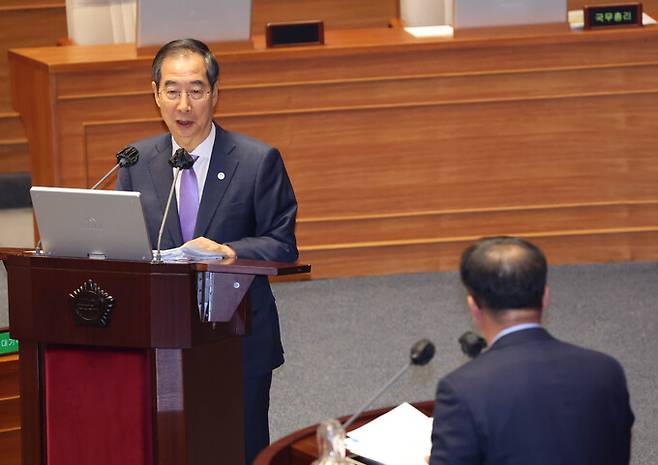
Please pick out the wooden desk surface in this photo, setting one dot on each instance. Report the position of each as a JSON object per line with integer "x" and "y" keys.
{"x": 300, "y": 447}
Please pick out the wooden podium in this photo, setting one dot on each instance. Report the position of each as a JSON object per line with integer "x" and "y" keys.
{"x": 122, "y": 362}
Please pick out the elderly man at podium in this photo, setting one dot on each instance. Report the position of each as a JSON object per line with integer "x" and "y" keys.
{"x": 236, "y": 200}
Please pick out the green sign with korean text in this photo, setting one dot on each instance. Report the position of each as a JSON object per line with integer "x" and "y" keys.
{"x": 7, "y": 344}
{"x": 613, "y": 15}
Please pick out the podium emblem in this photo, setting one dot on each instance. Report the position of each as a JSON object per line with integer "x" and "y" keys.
{"x": 91, "y": 305}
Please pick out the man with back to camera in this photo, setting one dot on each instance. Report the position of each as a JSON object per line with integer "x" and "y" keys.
{"x": 530, "y": 399}
{"x": 237, "y": 200}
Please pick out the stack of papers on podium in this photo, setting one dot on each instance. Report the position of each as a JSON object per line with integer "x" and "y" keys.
{"x": 401, "y": 436}
{"x": 186, "y": 253}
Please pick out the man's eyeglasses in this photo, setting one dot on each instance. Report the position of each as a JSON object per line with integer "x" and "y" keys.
{"x": 192, "y": 94}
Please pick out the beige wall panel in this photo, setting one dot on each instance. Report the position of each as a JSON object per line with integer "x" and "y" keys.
{"x": 124, "y": 79}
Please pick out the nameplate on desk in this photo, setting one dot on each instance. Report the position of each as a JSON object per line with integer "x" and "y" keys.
{"x": 7, "y": 344}
{"x": 294, "y": 33}
{"x": 612, "y": 15}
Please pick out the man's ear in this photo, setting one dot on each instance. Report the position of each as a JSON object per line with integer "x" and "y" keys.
{"x": 473, "y": 308}
{"x": 215, "y": 95}
{"x": 156, "y": 95}
{"x": 546, "y": 299}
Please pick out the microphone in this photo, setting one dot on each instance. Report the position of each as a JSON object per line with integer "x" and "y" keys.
{"x": 126, "y": 157}
{"x": 421, "y": 353}
{"x": 180, "y": 160}
{"x": 472, "y": 344}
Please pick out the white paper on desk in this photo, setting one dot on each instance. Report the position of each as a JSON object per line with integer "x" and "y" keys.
{"x": 401, "y": 436}
{"x": 187, "y": 253}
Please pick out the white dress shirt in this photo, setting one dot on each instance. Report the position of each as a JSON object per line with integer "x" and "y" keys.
{"x": 203, "y": 151}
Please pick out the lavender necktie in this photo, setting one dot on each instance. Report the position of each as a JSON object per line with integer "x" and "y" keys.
{"x": 188, "y": 202}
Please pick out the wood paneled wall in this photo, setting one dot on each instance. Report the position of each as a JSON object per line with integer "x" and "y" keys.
{"x": 402, "y": 151}
{"x": 23, "y": 23}
{"x": 10, "y": 423}
{"x": 30, "y": 23}
{"x": 33, "y": 23}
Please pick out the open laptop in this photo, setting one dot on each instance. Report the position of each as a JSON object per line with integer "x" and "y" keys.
{"x": 91, "y": 223}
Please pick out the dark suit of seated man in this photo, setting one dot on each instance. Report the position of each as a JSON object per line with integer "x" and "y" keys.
{"x": 236, "y": 200}
{"x": 530, "y": 399}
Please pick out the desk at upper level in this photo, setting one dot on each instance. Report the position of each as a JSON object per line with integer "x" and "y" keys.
{"x": 401, "y": 150}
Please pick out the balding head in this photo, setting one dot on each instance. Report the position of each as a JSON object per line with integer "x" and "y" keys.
{"x": 504, "y": 273}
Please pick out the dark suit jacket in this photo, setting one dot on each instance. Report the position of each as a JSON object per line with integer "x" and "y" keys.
{"x": 533, "y": 400}
{"x": 252, "y": 210}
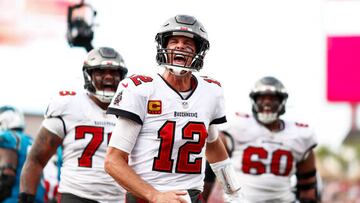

____________

Problem to work on:
What you return should match the material line for line, with the images removed.

Task answer:
Please pick out the wooden desk surface in this photo, setting one dot on each instance. Report the position of each as a JSON object per line with integer "x" and "y" keys.
{"x": 300, "y": 447}
Please pick out the wooden podium in this photo, setting one dot on each instance. Report the position of each as a JSON object per line with integer "x" and "y" keys.
{"x": 122, "y": 362}
Please pick out the elderly man at podium in this photo, setting one dot on each instance. Report the position of each as a JSON object per line with integer "x" and "y" keys.
{"x": 236, "y": 200}
Please pick out the green sign with korean text in this photo, setting one dot on each instance. Report the position of each as a JSON object per line with integer "x" and "y" keys.
{"x": 7, "y": 344}
{"x": 613, "y": 15}
Please pick out the podium emblem in this photo, setting one dot on each instance. Report the position of each as a JSON object per line with integer "x" and "y" keys.
{"x": 91, "y": 305}
Please pick out the man with back to camera in this photo, setting one dot on each instance. Report the position of each as a JSON object per line with integer "x" and "y" keys.
{"x": 530, "y": 399}
{"x": 237, "y": 200}
Please pick out the stack of papers on podium in this photo, setting one dot on each instance. Report the position of each as a JSON object per line with integer "x" and "y" keys.
{"x": 401, "y": 436}
{"x": 186, "y": 253}
Please pick out the man's eyeglasses in this photo, setting one dot on each instance. Report the position of each as a JSON object per line with integer "x" and "y" keys.
{"x": 192, "y": 94}
Please pick out the beige wall panel in this photo, setting one dot on each instance. Report the position of each as a JSON object per line with integer "x" and "y" keys.
{"x": 124, "y": 79}
Please pick out the nameplate on desk in this photo, setting one dot on each instance. Report the position of each as a JSON object per line with integer "x" and "y" keys.
{"x": 7, "y": 344}
{"x": 294, "y": 33}
{"x": 612, "y": 15}
Please pick out the man's ear in this photo, setting one dot on each instance. Report the position of each as a JSON object per line with integer "x" and "y" keys.
{"x": 473, "y": 308}
{"x": 215, "y": 95}
{"x": 156, "y": 95}
{"x": 546, "y": 299}
Please pick out the microphone in this photo, setting one dot on each instance. Report the position of each as a JSON object per line with integer "x" and "y" keys.
{"x": 126, "y": 157}
{"x": 421, "y": 353}
{"x": 180, "y": 160}
{"x": 472, "y": 344}
Please pick out the white paper on desk in this photo, setting one dot on each instance. Report the position of each as a JSON object per line with integer "x" and "y" keys.
{"x": 401, "y": 436}
{"x": 187, "y": 253}
Please pick out the white dress shirt in this photo, setting one dot on each instance. Report the position of each as a JSON object per line with integer "x" and "y" keys.
{"x": 203, "y": 151}
Please pick out the lavender necktie in this photo, setting one dot on each instance. Report the position of each as a JSON object per line with integer "x" and "y" keys.
{"x": 188, "y": 202}
Please pick out the wood paneled wall in this photo, setting one dot on each instance. Report the position of each as a JSON object per line with integer "x" and "y" keys.
{"x": 402, "y": 151}
{"x": 23, "y": 23}
{"x": 10, "y": 423}
{"x": 30, "y": 23}
{"x": 33, "y": 23}
Please pick out the open laptop in this photo, setting one dot on each instance. Report the position of each as a JSON object per line with integer "x" and "y" keys.
{"x": 91, "y": 223}
Please pick out the dark suit of seated man in this photo, setting one dot on each instance. Report the position of each as a JSON object per line with integer "x" and "y" keys.
{"x": 236, "y": 200}
{"x": 530, "y": 399}
Please pick out the desk at upper level in this photo, setting one dot on each instance. Report the position of each as a JSON object per line with integer "x" and "y" keys.
{"x": 401, "y": 150}
Please pick out the balding head in this photo, setting one dot on each instance. Report the position of each as a JSON object per line with integer "x" and "y" keys.
{"x": 504, "y": 273}
Please pick out the dark suit jacket in this photo, setting one dot on each instance. Report the position of each as a JSON object per line with integer "x" and "y" keys.
{"x": 533, "y": 400}
{"x": 252, "y": 210}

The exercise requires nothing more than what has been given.